-------- Entries supplied
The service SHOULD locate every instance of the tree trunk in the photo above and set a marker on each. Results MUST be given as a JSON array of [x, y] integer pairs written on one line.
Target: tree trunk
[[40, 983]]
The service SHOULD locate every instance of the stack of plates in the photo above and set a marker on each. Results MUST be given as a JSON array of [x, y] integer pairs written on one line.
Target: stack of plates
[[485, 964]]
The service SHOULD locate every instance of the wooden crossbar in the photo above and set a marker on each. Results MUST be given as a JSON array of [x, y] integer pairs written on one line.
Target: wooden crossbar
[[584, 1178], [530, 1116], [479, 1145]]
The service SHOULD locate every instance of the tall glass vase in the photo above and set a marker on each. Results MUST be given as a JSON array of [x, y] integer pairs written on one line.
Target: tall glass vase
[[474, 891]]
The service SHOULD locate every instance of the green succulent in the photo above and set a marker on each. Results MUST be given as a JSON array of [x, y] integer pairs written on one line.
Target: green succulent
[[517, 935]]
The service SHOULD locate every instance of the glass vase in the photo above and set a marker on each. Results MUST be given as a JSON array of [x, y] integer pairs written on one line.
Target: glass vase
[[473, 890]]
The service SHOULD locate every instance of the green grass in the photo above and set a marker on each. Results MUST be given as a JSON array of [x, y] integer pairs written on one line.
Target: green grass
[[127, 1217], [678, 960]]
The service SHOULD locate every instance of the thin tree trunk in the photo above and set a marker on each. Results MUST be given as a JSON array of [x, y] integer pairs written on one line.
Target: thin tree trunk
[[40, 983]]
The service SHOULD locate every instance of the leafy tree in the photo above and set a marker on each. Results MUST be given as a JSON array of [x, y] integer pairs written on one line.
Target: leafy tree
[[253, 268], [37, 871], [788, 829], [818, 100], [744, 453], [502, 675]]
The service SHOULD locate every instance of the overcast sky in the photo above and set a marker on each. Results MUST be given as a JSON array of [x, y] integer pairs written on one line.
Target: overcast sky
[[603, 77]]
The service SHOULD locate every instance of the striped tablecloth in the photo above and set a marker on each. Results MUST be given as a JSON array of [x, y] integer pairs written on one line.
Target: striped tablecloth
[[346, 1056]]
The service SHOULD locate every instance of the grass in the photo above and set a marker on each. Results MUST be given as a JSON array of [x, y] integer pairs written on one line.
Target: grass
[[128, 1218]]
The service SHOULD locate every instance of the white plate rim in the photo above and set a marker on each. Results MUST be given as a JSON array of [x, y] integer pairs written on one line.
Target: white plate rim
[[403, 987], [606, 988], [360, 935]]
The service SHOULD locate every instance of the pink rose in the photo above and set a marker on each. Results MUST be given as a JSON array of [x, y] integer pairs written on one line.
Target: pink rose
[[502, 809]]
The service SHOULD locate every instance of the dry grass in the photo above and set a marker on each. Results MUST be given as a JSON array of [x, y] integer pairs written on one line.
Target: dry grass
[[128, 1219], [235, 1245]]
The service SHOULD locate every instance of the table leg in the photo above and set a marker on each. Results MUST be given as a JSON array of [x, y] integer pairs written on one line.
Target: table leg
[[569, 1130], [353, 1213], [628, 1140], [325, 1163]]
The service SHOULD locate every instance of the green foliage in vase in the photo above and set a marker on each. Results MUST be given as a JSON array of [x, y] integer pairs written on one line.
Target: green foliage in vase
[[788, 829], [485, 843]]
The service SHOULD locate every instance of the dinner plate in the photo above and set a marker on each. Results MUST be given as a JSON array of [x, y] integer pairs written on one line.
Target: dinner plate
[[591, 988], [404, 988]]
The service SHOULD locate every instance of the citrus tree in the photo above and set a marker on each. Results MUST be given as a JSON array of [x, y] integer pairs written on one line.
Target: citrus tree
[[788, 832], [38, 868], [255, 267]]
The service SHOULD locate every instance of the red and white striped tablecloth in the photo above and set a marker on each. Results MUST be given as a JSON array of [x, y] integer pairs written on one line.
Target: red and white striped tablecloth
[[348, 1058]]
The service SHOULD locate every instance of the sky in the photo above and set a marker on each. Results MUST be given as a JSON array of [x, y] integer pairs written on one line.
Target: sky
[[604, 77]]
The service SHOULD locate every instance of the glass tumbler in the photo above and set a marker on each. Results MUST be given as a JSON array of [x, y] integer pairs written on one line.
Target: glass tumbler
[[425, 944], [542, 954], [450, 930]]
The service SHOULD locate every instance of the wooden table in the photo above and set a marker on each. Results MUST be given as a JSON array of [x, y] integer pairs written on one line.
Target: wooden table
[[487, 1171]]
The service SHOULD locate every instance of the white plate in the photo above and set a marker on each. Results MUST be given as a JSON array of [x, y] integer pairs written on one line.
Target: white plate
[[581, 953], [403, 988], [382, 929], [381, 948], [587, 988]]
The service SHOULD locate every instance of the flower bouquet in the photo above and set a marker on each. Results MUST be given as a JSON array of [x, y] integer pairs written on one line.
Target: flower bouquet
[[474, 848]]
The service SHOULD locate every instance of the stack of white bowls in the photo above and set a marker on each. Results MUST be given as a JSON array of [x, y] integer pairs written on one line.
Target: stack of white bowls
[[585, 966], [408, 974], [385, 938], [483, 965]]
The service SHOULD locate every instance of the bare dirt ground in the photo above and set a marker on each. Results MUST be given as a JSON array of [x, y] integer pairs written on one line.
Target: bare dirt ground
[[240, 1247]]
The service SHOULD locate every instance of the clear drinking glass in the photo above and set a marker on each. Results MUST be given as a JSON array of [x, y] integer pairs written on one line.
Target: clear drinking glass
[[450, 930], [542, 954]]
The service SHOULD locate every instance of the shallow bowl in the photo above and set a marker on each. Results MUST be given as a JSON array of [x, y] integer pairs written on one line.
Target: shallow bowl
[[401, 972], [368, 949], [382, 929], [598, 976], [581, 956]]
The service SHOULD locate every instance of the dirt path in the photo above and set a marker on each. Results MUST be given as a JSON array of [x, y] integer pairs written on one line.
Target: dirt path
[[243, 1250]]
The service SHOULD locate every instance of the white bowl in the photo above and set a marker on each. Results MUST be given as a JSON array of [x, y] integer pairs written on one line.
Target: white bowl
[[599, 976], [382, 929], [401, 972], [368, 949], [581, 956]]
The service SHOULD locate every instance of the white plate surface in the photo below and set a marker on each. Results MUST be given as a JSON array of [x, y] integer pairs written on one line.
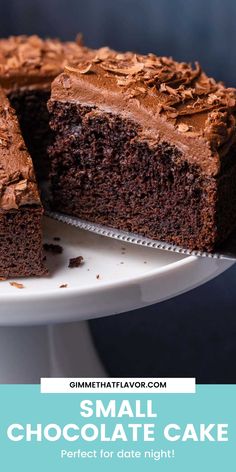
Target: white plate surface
[[114, 278]]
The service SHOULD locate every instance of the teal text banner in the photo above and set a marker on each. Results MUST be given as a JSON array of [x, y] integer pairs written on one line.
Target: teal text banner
[[116, 432]]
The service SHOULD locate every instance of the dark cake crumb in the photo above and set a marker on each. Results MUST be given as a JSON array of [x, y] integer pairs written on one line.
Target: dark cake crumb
[[53, 248], [76, 262], [16, 285]]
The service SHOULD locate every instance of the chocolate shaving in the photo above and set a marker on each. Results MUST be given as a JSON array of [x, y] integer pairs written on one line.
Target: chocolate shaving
[[79, 70]]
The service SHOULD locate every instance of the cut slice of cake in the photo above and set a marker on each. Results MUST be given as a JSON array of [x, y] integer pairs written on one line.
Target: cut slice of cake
[[28, 64], [147, 145], [20, 206]]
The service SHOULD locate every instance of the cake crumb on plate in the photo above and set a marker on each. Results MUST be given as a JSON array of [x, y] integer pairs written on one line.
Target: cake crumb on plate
[[16, 285], [53, 248], [76, 262]]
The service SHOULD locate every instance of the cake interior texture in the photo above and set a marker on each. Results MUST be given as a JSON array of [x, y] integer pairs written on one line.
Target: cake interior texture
[[21, 243], [147, 145], [20, 206], [102, 172], [31, 109]]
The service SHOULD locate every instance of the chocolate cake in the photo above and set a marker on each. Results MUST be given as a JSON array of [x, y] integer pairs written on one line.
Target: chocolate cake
[[28, 64], [147, 145], [20, 206]]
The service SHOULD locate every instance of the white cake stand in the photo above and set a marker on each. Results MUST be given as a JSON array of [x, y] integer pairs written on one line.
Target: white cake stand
[[37, 338]]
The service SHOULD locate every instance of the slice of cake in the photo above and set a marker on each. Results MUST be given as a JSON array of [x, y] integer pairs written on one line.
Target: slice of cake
[[20, 207], [147, 145], [28, 65]]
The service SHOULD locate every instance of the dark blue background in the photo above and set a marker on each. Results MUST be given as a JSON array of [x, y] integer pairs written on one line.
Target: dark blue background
[[194, 334]]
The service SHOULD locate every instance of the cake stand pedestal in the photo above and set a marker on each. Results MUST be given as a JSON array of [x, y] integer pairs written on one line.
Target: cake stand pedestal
[[43, 332]]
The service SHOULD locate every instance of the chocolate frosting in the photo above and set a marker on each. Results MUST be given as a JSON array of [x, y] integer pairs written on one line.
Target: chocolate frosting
[[171, 101], [29, 61], [17, 180]]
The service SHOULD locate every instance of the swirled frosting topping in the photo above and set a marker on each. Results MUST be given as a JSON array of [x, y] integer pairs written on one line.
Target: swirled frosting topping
[[170, 99]]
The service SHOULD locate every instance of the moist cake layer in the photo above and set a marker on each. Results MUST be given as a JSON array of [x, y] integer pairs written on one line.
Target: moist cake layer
[[20, 206], [147, 145], [28, 64]]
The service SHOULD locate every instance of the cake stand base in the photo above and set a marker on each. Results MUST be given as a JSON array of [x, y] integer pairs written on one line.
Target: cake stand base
[[63, 350]]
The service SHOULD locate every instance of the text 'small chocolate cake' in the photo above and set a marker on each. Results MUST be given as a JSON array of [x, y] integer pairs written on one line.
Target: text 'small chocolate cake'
[[147, 145], [20, 206], [28, 64]]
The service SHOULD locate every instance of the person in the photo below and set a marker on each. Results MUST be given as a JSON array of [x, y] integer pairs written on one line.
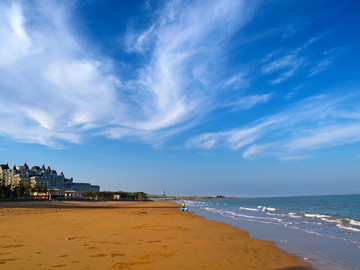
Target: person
[[183, 206]]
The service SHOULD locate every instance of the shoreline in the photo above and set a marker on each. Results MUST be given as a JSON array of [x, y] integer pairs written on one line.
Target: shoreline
[[128, 235]]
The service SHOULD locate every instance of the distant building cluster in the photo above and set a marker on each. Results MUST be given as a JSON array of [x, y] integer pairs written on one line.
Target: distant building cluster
[[57, 185]]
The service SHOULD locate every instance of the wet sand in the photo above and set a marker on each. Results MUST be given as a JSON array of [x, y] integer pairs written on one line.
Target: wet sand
[[127, 235]]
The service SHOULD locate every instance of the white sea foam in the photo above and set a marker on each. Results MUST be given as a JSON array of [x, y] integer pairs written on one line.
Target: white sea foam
[[342, 226], [249, 209], [294, 215]]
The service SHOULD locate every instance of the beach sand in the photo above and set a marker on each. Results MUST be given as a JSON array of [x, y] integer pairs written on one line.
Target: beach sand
[[127, 235]]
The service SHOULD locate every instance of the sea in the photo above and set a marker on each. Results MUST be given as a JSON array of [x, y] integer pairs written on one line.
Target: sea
[[321, 230]]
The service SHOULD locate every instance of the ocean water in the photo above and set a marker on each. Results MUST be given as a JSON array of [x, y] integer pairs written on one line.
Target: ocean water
[[323, 230]]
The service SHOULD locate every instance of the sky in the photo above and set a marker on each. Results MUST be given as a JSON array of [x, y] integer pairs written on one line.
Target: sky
[[236, 98]]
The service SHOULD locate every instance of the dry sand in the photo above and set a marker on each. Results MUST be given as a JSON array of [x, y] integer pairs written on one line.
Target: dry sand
[[127, 235]]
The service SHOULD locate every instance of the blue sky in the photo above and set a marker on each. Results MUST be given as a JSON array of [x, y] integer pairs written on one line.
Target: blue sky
[[244, 98]]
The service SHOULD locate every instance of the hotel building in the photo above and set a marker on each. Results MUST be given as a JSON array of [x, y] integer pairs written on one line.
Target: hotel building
[[58, 185]]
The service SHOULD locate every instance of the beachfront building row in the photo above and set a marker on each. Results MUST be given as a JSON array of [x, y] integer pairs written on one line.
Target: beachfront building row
[[57, 184]]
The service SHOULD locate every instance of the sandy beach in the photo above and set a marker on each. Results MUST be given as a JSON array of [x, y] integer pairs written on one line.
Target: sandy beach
[[127, 235]]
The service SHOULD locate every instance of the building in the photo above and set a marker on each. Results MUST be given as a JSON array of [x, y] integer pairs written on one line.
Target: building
[[57, 185]]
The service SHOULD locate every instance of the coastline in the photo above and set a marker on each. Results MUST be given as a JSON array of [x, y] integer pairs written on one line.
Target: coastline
[[128, 235]]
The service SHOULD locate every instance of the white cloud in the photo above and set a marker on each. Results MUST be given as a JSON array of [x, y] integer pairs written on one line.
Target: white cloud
[[322, 65], [248, 102], [288, 65], [254, 150], [63, 92], [236, 81], [313, 123]]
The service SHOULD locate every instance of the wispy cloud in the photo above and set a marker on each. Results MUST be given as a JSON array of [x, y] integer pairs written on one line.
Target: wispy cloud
[[289, 63], [64, 92], [314, 123], [248, 102]]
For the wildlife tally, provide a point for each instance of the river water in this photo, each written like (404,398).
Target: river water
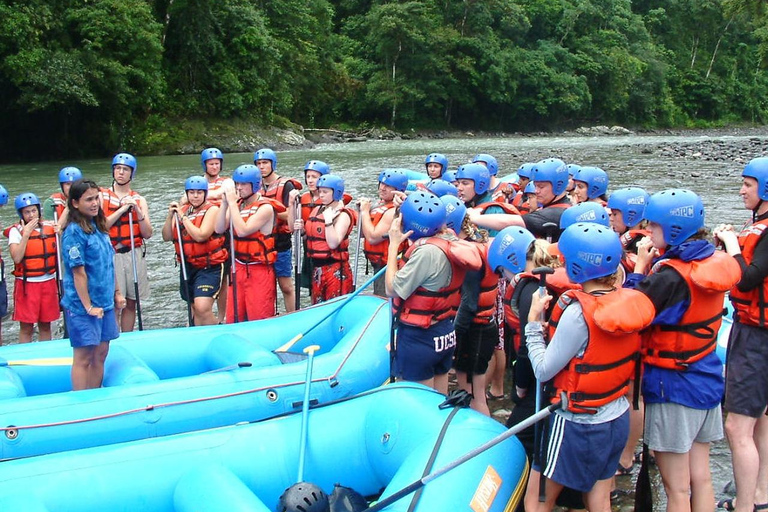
(629,160)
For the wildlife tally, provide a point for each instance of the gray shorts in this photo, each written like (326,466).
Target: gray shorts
(746,374)
(674,428)
(124,274)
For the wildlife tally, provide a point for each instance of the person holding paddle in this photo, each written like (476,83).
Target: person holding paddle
(90,285)
(32,243)
(127,216)
(201,251)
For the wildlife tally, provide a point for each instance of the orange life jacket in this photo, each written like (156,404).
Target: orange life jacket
(59,203)
(676,346)
(256,248)
(40,253)
(201,254)
(751,306)
(377,253)
(603,371)
(275,191)
(317,245)
(119,233)
(424,308)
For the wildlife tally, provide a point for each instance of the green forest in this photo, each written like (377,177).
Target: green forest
(87,77)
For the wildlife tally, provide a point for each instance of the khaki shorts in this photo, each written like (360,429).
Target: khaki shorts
(124,274)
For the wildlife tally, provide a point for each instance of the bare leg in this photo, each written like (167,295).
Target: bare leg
(25,332)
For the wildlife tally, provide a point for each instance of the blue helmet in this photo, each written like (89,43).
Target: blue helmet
(196,183)
(317,166)
(679,212)
(631,203)
(442,188)
(423,213)
(509,249)
(590,251)
(210,154)
(248,173)
(490,163)
(455,210)
(526,170)
(595,178)
(554,171)
(24,200)
(477,173)
(395,178)
(757,168)
(266,154)
(588,211)
(70,174)
(125,159)
(336,183)
(437,158)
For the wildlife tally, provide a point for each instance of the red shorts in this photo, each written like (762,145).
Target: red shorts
(331,281)
(35,302)
(256,293)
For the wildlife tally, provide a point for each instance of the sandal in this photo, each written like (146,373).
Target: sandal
(622,471)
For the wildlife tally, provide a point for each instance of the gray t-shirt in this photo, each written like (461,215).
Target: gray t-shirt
(570,340)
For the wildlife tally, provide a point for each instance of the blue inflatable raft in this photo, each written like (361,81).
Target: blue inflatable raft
(168,381)
(375,443)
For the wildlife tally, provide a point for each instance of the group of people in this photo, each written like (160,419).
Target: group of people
(599,299)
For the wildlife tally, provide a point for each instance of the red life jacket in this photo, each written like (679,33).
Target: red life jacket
(59,203)
(317,245)
(751,306)
(377,253)
(256,248)
(603,372)
(424,308)
(201,254)
(676,346)
(40,253)
(119,233)
(275,191)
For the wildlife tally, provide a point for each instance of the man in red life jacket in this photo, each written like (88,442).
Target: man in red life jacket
(3,286)
(55,207)
(279,189)
(32,243)
(252,219)
(124,207)
(375,222)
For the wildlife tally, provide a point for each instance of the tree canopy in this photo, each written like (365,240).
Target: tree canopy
(90,76)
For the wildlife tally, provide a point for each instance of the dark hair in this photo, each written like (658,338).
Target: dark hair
(77,190)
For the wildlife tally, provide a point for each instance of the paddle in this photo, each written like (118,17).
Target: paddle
(233,270)
(45,361)
(405,491)
(538,433)
(340,305)
(184,269)
(135,273)
(310,351)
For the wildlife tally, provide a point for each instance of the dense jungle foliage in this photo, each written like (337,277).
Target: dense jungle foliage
(80,77)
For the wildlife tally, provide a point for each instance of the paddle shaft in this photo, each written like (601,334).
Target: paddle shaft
(341,304)
(305,411)
(184,278)
(405,491)
(233,270)
(135,272)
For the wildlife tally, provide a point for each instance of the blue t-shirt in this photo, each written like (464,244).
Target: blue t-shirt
(95,252)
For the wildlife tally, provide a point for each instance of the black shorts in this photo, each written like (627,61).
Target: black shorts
(746,377)
(475,345)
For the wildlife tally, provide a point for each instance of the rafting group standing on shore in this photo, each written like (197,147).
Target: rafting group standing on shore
(604,298)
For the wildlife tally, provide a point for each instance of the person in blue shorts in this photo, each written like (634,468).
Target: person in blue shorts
(591,356)
(90,288)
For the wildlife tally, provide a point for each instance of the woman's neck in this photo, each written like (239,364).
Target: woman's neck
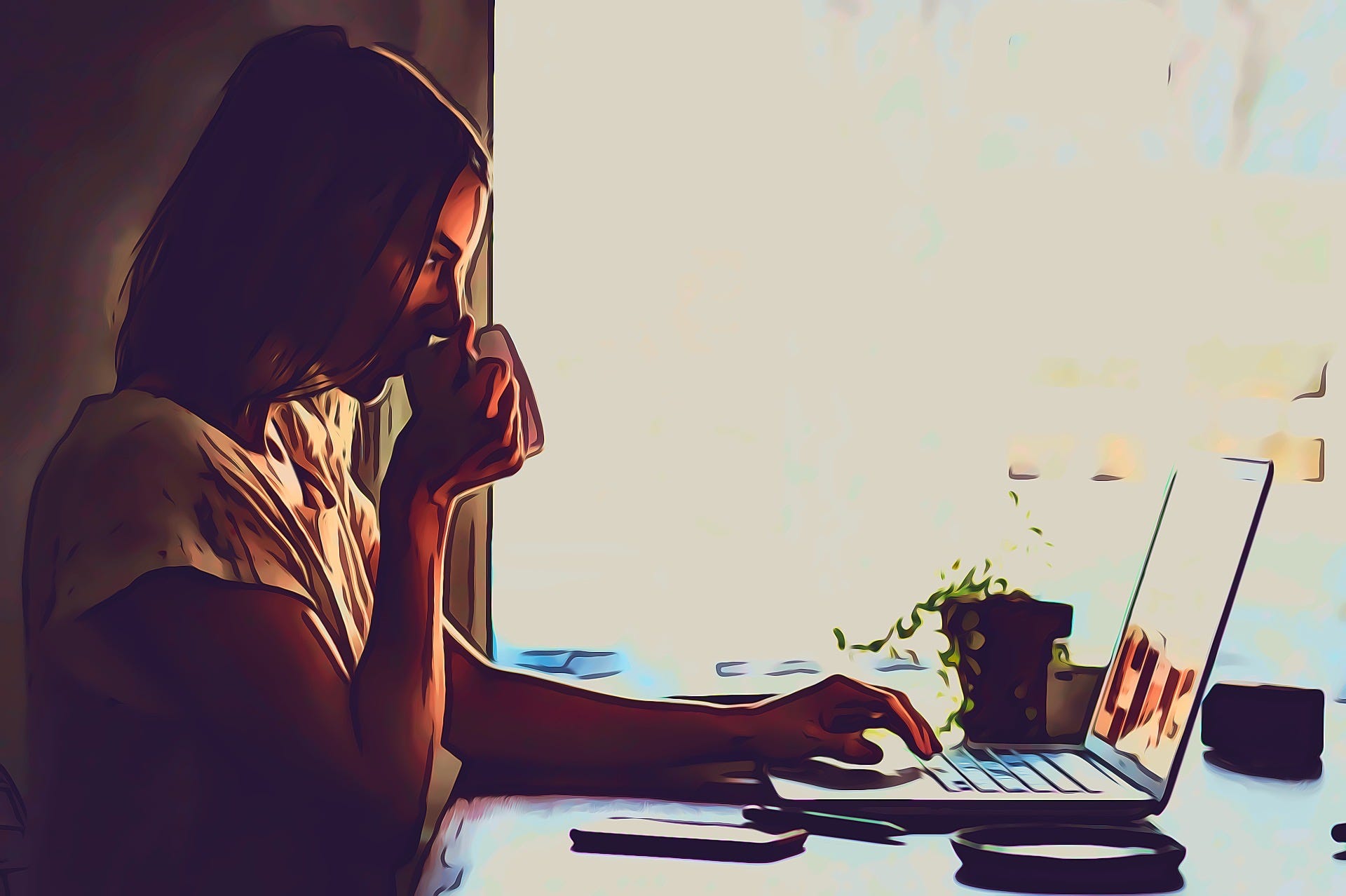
(244,421)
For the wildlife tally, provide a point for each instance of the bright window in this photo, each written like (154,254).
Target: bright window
(801,284)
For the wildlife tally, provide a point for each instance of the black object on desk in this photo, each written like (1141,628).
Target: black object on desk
(672,839)
(1097,859)
(823,824)
(1268,730)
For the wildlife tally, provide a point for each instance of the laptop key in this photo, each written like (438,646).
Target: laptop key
(1026,773)
(946,775)
(1050,773)
(1005,778)
(1085,774)
(972,771)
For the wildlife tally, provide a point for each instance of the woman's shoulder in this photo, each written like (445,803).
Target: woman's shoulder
(118,437)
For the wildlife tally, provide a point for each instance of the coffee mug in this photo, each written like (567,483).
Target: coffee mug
(494,342)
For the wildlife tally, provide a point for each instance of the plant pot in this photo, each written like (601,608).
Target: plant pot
(1005,647)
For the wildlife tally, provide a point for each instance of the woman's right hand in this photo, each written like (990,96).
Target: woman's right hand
(465,430)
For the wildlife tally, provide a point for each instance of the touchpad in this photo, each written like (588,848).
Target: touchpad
(834,777)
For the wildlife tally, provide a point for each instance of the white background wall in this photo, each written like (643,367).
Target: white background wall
(797,282)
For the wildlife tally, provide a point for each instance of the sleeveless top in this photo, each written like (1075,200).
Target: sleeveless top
(125,801)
----------------
Exercise:
Using the records above, report how many lines include "below", with no words around the number.

Exercise output:
2